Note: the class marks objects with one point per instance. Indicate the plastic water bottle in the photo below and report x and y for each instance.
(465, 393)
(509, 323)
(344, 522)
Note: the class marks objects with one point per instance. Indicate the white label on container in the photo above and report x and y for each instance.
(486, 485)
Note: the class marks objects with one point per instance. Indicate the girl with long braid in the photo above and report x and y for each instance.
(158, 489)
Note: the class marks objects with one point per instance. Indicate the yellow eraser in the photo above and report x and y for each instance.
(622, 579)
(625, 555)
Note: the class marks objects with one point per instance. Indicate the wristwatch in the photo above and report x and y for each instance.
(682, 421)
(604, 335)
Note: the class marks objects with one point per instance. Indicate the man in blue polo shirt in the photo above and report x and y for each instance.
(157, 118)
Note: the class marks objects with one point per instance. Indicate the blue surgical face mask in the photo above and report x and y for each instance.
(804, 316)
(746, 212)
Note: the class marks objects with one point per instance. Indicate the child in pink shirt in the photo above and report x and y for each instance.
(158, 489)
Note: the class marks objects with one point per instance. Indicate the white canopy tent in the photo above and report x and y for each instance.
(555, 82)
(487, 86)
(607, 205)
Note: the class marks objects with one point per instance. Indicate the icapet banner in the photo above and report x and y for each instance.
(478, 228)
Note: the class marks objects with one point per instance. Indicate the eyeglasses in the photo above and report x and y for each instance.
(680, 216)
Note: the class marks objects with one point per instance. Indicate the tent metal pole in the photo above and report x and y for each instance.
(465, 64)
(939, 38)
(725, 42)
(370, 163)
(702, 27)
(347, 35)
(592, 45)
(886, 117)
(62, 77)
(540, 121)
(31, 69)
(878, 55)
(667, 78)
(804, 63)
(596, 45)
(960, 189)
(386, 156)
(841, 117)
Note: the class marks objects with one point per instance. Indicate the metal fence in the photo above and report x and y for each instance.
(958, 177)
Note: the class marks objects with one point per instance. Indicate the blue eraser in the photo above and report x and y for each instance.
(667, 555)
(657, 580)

※

Quote every record above exactly.

Note: the class marks objects with one point per instance. Indicate the plastic water bottle in the photo below and report x and y for each instance.
(465, 393)
(509, 323)
(344, 522)
Note: the class marks objects with one point per instance. Indicate the white label on container in the photo above and report x and y for each instance.
(486, 485)
Note: the class marks objects with one point per instance. Indicate the girl with long braid in the photo above and report x and y for each instance.
(158, 489)
Note: the class marks objects with one point per instance. Indicate the yellow eraser in the photo above and report x and y for each instance.
(622, 579)
(625, 555)
Note: the class marks objects with one point per instance. Indicate the wristwatch in the photo above and report x and y for each instance.
(682, 421)
(604, 335)
Note: the class marks objects with one point per instance. Indicate the man in blue polo shirt in the photo above and report x and y for each instance.
(157, 118)
Note: the class marks objects with one point per instance. Indicate the blue surgical face mask in the photo above and report x and y for each instance.
(804, 316)
(746, 212)
Note: the class marks objects with one point per instance. Indicate the child in pink shirt in the photo above and report x and y for each instance.
(158, 489)
Note: the class marks objects with one point per instance. Indicate the white canopy tent in the photo above and report x and y for each instance.
(555, 82)
(487, 86)
(607, 205)
Note: the class marks objects with one point per instance. Indicate the icapet banner in the photo above and report x and y for each instance.
(478, 228)
Note: the class marks objects with one point per instance. Indicate the eyeglasses in the photo above and report x and y for each instance.
(680, 216)
Note: the class marks objects with one point per instance. Indicate the tent metal pole in the photo above and report x and y for each instance.
(465, 64)
(939, 38)
(725, 42)
(370, 163)
(702, 27)
(347, 35)
(592, 45)
(886, 117)
(62, 77)
(540, 121)
(31, 69)
(878, 55)
(667, 78)
(804, 63)
(596, 45)
(960, 189)
(386, 156)
(841, 117)
Note: the class marks objects with one point per instance. Indicate the metal fence in the photo above and report x and y for each instance.
(958, 177)
Note: the class marks objects with one point per instance. Indicate the blue eraser in the photo above and report x and y for each instance.
(667, 555)
(657, 580)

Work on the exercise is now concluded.